**SOURCE PASSAGE**

*-*-*

Japanese markets were almost unchanged on Monday. The Japan 225 and Japan 100 indexes remained steady after a volatile week, with investors exercising caution ahead of upcoming U.S. data. In corporate news, shares of Advantest Corp. and SoftBank Group both declined, contributing to the overall softness in Japanese technology names.
U.S. stock index futures edged higher on Sunday evening, as the main US equity indices closed out August with another monthly advance buoyed by growing bets of a Federal Reserve rate cut. On Friday, the main US equity indices were down, dragged lower by weakness in tech stocks after Nvidia’s results. Traders are now pricing in an 89% chance for a September rate cut, with recent comments from Fed Chair Jerome Powell and Governor Christopher Waller reinforcing those expectations. The latest core PCE price index data, the Fed’s preferred inflation gauge, also came in as expected, further supporting the case for an interest rate cut. Attention now turns to the nonfarm payrolls report on Friday for more clues on the Fed’s next move.
Over the last week, the two largest cryptocurrencies by market capitalization, Bitcoin and Ethereum, saw sharp declines, dropping 5.69% and 8.42% respectively. Bitcoin fell to a two-month low, pressured by substantial sell-offs from dormant "whale" wallets and declining ETF inflows. The pullback also coincided with a historical seasonal caution often dubbed "Red September." The overall crypto market remained subdued amid a broader risk-off mood.
EUR/USD stretched its winning streak into a fifth consecutive session early on Monday, hovering near 1.1700 during Asian trading hours. The pair continues to find support as the US Dollar weakens on growing expectations that the Federal Reserve will move toward an interest rate cut at its September meeting. Trading volumes are likely to remain subdued today as US markets are closed for the Labor Day holiday.
Data released Friday showed that US inflation accelerated in July, partly reflecting the impact of tariffs introduced under President Donald Trump. Despite the uptick in inflation, Federal Reserve officials have struck a dovish tone. San Francisco Fed President Mary Daly said on Sunday that policymakers stand ready to lower interest rates, noting that tariff-driven price pressures should prove temporary. Fed Governor Christopher Waller echoed this sentiment last week, reaffirming his support for rate cuts and signaling openness to a more aggressive move if labor market data continues to soften. Such remarks have fueled rate-cut speculation, putting additional pressure on the Dollar while lending near-term support to the Euro.
On the European side, European Central Bank Governing Council member Olli Rehn emphasized on Sunday the need for flexibility in monetary policy amid ongoing inflation uncertainty. He highlighted downside risks from a stronger Euro, falling energy prices, and easing core inflation, alongside the negative effects of global trade tensions. Rehn stressed that rate decisions will remain data-dependent and assessed on a meeting-by-meeting basis.

*-*-*

**DATASET CONTENT**
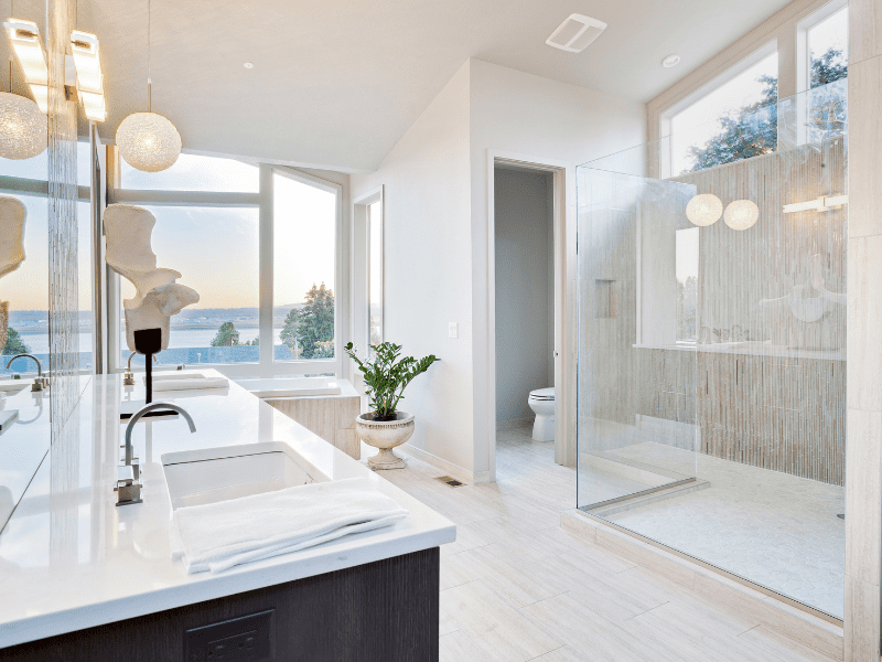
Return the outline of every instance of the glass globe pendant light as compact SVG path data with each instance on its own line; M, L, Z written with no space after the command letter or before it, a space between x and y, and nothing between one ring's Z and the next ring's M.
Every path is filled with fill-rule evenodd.
M150 81L150 1L147 3L147 113L132 113L117 129L119 156L136 170L159 172L174 166L181 154L181 134L152 111Z

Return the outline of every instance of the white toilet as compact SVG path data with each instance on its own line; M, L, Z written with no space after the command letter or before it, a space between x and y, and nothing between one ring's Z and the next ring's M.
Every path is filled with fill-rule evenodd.
M530 391L527 401L530 409L536 413L536 420L533 424L534 441L555 440L555 389L537 388Z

*-*-*

**AIM OF THE EXERCISE**
In the market update, substitute "BTC" for "Bitcoin" and give everything from "Over the last" down to "Labor Day holiday.".

**WORKED SOLUTION**
Over the last week, the two largest cryptocurrencies by market capitalization, BTC and Ethereum, saw sharp declines, dropping 5.69% and 8.42% respectively. BTC fell to a two-month low, pressured by substantial sell-offs from dormant "whale" wallets and declining ETF inflows. The pullback also coincided with a historical seasonal caution often dubbed "Red September." The overall crypto market remained subdued amid a broader risk-off mood.
EUR/USD stretched its winning streak into a fifth consecutive session early on Monday, hovering near 1.1700 during Asian trading hours. The pair continues to find support as the US Dollar weakens on growing expectations that the Federal Reserve will move toward an interest rate cut at its September meeting. Trading volumes are likely to remain subdued today as US markets are closed for the Labor Day holiday.